Records provided Block Start
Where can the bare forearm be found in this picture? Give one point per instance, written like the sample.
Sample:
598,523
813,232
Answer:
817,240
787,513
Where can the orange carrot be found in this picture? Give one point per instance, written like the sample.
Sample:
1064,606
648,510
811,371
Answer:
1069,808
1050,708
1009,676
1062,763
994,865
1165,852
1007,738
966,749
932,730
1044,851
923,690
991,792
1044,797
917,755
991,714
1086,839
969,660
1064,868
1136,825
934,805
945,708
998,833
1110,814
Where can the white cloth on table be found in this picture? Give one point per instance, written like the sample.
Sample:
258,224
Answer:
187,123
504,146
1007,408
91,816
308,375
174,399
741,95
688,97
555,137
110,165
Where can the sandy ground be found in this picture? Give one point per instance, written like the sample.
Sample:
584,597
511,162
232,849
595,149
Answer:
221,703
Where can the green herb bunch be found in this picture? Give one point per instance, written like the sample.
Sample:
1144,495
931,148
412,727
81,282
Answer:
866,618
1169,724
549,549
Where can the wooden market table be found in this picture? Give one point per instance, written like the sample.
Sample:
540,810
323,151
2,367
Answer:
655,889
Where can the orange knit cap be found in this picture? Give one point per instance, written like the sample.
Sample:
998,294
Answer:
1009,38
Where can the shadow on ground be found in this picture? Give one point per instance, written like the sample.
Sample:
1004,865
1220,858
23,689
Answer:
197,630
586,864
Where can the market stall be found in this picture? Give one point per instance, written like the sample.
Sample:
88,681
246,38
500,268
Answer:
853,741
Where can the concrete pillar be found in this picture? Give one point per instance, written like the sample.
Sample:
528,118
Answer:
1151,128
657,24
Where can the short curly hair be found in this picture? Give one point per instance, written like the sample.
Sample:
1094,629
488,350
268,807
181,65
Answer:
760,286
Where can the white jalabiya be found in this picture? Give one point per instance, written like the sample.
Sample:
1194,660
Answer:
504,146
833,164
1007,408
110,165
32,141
Records provided Block End
### Assignment
The answer should reproduce each entry above in full.

### Response box
Where can the bare forearm be found in this picture? Give one point per instance, written like the sample.
Sample:
598,523
813,232
Answer:
817,240
787,513
Where can the orange carrot be found in this picture? Give one point per instance, written like the sample.
Sample:
1064,606
648,510
811,371
Answer:
1069,808
1050,708
1009,676
1062,763
994,865
1165,852
1007,738
966,749
932,730
1044,851
923,690
991,792
1044,797
917,755
991,714
1086,839
969,660
1064,868
1136,825
934,805
945,708
998,833
1110,814
Where can the white cloth on table be found in this picture? Give one point per instance, written like the sample.
Sample:
258,224
Answer:
187,123
504,146
1007,408
91,816
308,375
174,399
741,95
688,97
555,137
110,165
Where can the sandy ground be found in this picture? Give one point per instance, written like the sample.
Sample:
584,597
511,162
232,849
595,149
Answer:
221,703
Where can the green herb bunch be found in this picture? Give one point per instance, written like the sample.
Sample:
1144,495
931,148
412,727
81,282
Answer:
866,618
1169,724
549,549
Where can the wooden market table be found in this picture? Give one point per instance, written like the sample.
Sample:
540,810
323,151
2,367
Answer:
655,889
Where can the orange knit cap be found in this picture? Give one point per instance, written like the sample.
Sample:
998,294
Answer:
1009,38
Where can the shadow on ground be found in this picture? Give one point per instance, written like the sample.
Sample:
1004,865
1220,858
23,689
Answer:
197,630
586,864
Where can the market stall be found in this picture? Give one point per instance, written like the sample.
Sample:
88,681
246,38
500,268
Answer:
853,741
Where can the concrete pillar be found in this picture? Give one point per instance, written like the sample.
Sample:
528,118
Answer:
1151,128
657,24
Where can the short curly hair be found in this picture? Give one point per instance, written like the sample.
Sample:
1094,629
488,350
268,807
181,65
Answer:
760,286
Where can the white jalabiya be found in this picture? Give one point per instance, written like the sample.
Sample:
1194,660
Answer:
504,146
833,164
1007,408
110,165
32,141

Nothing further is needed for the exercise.